YOUR OBJECTIVE: Write out exactly the lines from the one containing "Where can the tractor shadow" through the last line of the records below, and no others.

EXERCISE DATA:
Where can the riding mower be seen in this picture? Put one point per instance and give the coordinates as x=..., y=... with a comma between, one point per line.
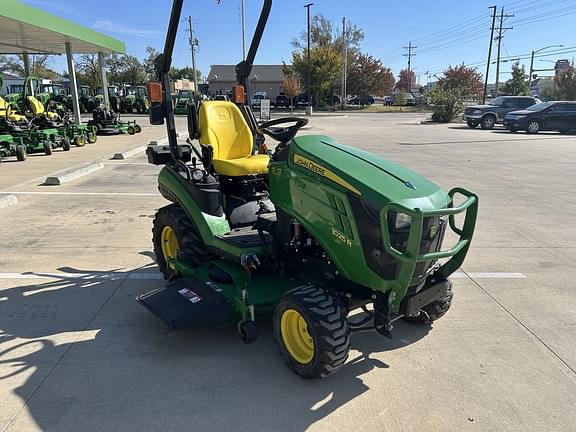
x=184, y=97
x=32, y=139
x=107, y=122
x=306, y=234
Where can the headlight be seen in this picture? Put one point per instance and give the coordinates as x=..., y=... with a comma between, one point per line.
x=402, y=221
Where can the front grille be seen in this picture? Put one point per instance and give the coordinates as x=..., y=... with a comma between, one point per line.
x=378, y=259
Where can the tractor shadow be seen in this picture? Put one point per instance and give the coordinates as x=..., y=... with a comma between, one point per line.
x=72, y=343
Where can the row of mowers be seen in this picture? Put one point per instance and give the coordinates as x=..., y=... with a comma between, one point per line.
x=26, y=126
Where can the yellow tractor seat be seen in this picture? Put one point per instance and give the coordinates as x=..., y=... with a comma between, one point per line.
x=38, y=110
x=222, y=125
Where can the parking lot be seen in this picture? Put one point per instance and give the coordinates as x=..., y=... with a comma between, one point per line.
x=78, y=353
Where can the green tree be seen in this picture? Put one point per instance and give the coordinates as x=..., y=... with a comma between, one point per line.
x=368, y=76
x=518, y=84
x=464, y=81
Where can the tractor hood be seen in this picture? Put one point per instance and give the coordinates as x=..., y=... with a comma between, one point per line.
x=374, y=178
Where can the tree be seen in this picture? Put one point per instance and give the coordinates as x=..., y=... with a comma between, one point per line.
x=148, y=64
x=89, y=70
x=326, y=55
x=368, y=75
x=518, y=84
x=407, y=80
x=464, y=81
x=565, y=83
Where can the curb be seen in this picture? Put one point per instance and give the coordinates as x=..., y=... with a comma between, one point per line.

ANSWER TO THIS PROBLEM:
Where can the tractor shadow be seen in this picture? Put one point per instance and give the coordinates as x=..., y=... with a comma between, one point per line.
x=72, y=343
Where can the row of mowers be seen in this picture? Put one point per instance and give the coordinates as x=..., y=... with a comma between, one point per line.
x=26, y=126
Where can the yellow tractor seat be seen in this picture? Put one point per instance and give the coordinates as x=..., y=... with a comma between, one point per line.
x=38, y=110
x=222, y=125
Where can the parking lot be seen in this picture? Put one point per instance and give the coordinates as x=..., y=... with a comma between, one point per line.
x=78, y=353
Where can the green tree be seen in this picture? Put one point per instance and give the coordinates as x=..., y=... with a comma between, one point per line.
x=368, y=76
x=518, y=84
x=464, y=81
Where can the tractor hood be seen in this picture? Put one point per instance and give the coordinates as x=..., y=... with a comma between, one point per line.
x=374, y=178
Where can the tree be seen in this picture? Put one point per instance and give the coordinates as x=..., y=... with a comma between, one point per line.
x=148, y=64
x=89, y=70
x=326, y=55
x=368, y=75
x=518, y=84
x=407, y=80
x=464, y=81
x=565, y=83
Where can the curb be seen in this picture? Put one point per instance and give the coordinates as x=..., y=... with a comma between, one point per line.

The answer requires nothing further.